BRANO DA LEGGERE -
Raffaele Tullio nacque a Macchia d’Isernia nel 1911, discendente di una famiglia che risulta residente a Macchia fin dal XVII secolo. Si trasferì a Roma per frequentare l’Università e a soli 24 anni vinse il concorso per insegnare materie letterarie nei licei. Dal 1949 al 1952 fu preside del liceo classico Fascitelli di Isernia. Divenne in seguito preside del liceo Mamiani di Roma, segretario generale dell’Associazione nazionale dei presidi, membro del Consiglio superiore della pubblica istruzione. Divenuto poi ispettore centrale del Ministero della pubblica istruzione, fu segretario generale dell’Associazione nazionale degli ispettori centrali. Grand’ufficiale al merito della Repubblica, ebbe la medaglia d’oro e il diploma di benemerenza di prima classe per la scuola, cultura e arte offerta dal Ministro della pubblica istruzione.

Pur vivendo a Roma, al Molise dedicò le sue più profonde attenzioni. Nel 1964 fondò la Famiglia molisana a Roma. Dal 1970 fu direttore della rivista «Risveglio del Molise e del Mezzogiorno». Nel 1979 fondò l’Istituto molisano di studi e ricerche, per mezzo del quale organizzò numerose importanti manifestazioni per lo sviluppo storico e culturale della Regione. Nel 1993 pubblicò un volume intitolato «Il Sannio fra antico e moderno».

Ma è a Macchia che è rimasto sempre rivolto il suo cuore, beneficando, per quanto fosse nelle sue possibilità, i suoi concittadini e riuscendo a farvi istituire una scuola media. Nel 1993 pubblicò un libro intitolato «Un lembo d’Italia, Macchia dentro la storia», dove, oltre a illustrare il bassorilievo di Calidio Erotico rinvenuto a Macchia e a sostenere che Celestino V fosse nato in un territorio rientrante nel comprensorio di Macchia, descrive il mondo della sua infanzia trascorsa in un paese povero, tra difficoltà e disagi.

CONSEGNA 1 -
Secondo il brano su Raffaele Tullio, in quale anno fondò la Famiglia molisana a Roma?
CONSEGNA 2 -
Riporta fedelmente il passo del brano su Raffaele Tullio compreso tra «Ma è a Macchia» e «difficoltà e disagi.», estremi inclusi.
CONSEGNA 3 -
Indica se ciascuna affermazione concorda con il brano su Raffaele Tullio, rispondendo sì o no e citando le parole decisive del brano.
(a) Raffaele Tullio fu preside del liceo classico Fascitelli di Isernia dal 1949 al 1952.
(b) Fondò l’Istituto molisano di studi e ricerche nel 1964.
(c) Riuscì a far istituire un liceo a Macchia.
Il materiale che segue è indipendente dal brano.

(Dati di ancoraggio testo-regione)
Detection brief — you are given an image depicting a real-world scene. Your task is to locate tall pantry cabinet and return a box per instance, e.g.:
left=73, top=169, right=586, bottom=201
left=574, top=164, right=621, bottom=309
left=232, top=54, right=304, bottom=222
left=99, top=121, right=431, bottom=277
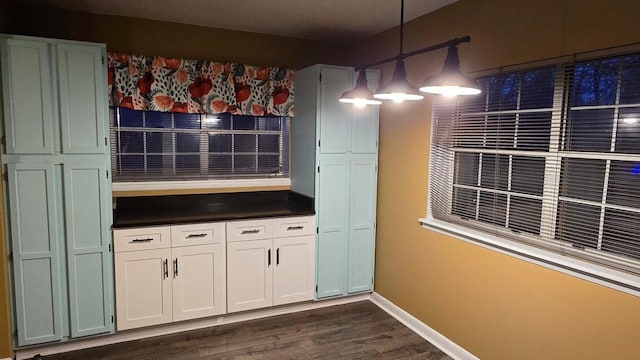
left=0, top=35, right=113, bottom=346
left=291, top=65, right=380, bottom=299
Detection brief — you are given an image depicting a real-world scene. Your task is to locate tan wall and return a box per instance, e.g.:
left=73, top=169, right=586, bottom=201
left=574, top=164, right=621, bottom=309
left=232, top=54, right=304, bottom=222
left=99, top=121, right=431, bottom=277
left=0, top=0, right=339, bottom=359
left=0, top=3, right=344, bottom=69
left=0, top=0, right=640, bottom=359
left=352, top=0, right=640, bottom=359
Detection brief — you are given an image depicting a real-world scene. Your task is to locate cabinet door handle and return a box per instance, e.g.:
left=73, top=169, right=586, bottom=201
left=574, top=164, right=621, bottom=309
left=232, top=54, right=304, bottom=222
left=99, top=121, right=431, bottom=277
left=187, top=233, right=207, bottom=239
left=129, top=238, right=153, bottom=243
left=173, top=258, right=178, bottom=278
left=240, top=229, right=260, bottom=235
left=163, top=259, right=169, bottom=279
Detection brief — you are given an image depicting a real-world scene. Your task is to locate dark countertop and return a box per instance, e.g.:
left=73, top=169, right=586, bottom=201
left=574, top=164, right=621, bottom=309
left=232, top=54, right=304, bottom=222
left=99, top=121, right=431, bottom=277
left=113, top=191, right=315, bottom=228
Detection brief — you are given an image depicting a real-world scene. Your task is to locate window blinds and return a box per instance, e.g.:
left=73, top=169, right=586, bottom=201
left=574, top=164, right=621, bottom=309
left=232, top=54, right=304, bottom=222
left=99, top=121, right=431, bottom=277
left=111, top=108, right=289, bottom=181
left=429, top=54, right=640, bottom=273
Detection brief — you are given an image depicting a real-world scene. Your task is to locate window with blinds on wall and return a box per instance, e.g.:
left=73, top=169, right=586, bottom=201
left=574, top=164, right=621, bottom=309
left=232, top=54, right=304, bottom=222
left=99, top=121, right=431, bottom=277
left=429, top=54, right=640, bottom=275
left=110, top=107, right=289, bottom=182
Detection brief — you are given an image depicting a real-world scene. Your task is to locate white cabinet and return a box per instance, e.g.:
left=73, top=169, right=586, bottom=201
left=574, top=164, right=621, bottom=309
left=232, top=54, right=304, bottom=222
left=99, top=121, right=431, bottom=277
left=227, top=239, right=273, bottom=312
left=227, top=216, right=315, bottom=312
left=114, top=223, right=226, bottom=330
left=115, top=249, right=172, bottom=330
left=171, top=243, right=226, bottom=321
---
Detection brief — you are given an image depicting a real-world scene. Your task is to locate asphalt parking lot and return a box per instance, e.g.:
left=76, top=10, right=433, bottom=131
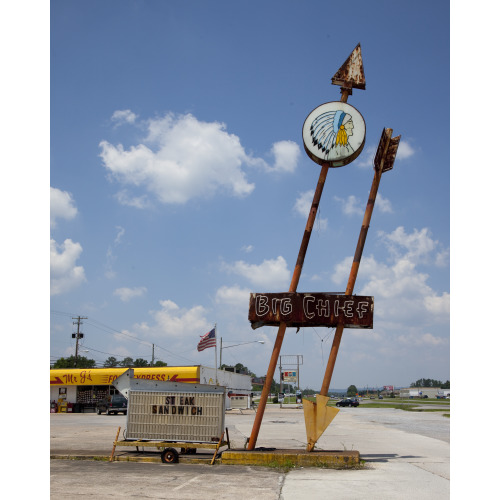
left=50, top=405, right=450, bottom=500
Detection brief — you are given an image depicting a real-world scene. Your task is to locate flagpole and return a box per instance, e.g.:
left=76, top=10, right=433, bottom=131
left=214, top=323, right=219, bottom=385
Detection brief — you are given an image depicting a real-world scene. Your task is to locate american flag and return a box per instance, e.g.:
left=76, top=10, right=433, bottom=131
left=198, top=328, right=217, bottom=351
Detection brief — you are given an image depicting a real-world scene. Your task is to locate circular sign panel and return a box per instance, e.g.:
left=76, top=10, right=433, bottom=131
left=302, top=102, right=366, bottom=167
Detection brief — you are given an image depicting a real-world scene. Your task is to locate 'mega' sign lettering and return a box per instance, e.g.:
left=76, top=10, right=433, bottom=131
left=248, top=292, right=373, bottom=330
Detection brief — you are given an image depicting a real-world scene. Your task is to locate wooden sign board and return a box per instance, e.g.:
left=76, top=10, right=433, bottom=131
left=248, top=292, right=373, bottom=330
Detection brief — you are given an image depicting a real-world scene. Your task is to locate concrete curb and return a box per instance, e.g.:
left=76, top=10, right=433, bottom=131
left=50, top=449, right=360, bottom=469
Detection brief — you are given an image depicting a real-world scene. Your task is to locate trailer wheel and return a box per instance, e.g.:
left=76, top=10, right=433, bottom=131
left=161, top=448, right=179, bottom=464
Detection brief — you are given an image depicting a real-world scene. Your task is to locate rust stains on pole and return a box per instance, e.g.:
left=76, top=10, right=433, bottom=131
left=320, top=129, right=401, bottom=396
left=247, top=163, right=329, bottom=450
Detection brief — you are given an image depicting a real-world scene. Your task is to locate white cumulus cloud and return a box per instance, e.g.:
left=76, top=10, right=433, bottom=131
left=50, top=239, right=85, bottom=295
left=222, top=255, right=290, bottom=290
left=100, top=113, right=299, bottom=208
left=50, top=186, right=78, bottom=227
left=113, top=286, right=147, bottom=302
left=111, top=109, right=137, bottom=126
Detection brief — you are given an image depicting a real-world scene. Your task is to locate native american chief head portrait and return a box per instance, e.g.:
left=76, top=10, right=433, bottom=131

RISPOSTA 1 -
Nel 1964.

RISPOSTA 2 -
Ma è a Macchia che è rimasto sempre rivolto il suo cuore, beneficando, per quanto fosse nelle sue possibilità, i suoi concittadini e riuscendo a farvi istituire una scuola media. Nel 1993 pubblicò un libro intitolato «Un lembo d’Italia, Macchia dentro la storia», dove, oltre a illustrare il bassorilievo di Calidio Erotico rinvenuto a Macchia e a sostenere che Celestino V fosse nato in un territorio rientrante nel comprensorio di Macchia, descrive il mondo della sua infanzia trascorsa in un paese povero, tra difficoltà e disagi.

RISPOSTA 3 -
(a) Sì: «Dal 1949 al 1952 fu preside del liceo classico Fascitelli di Isernia.»
(b) No: «Nel 1979 fondò l’Istituto molisano di studi e ricerche»
(c) No: «riuscendo a farvi istituire una scuola media»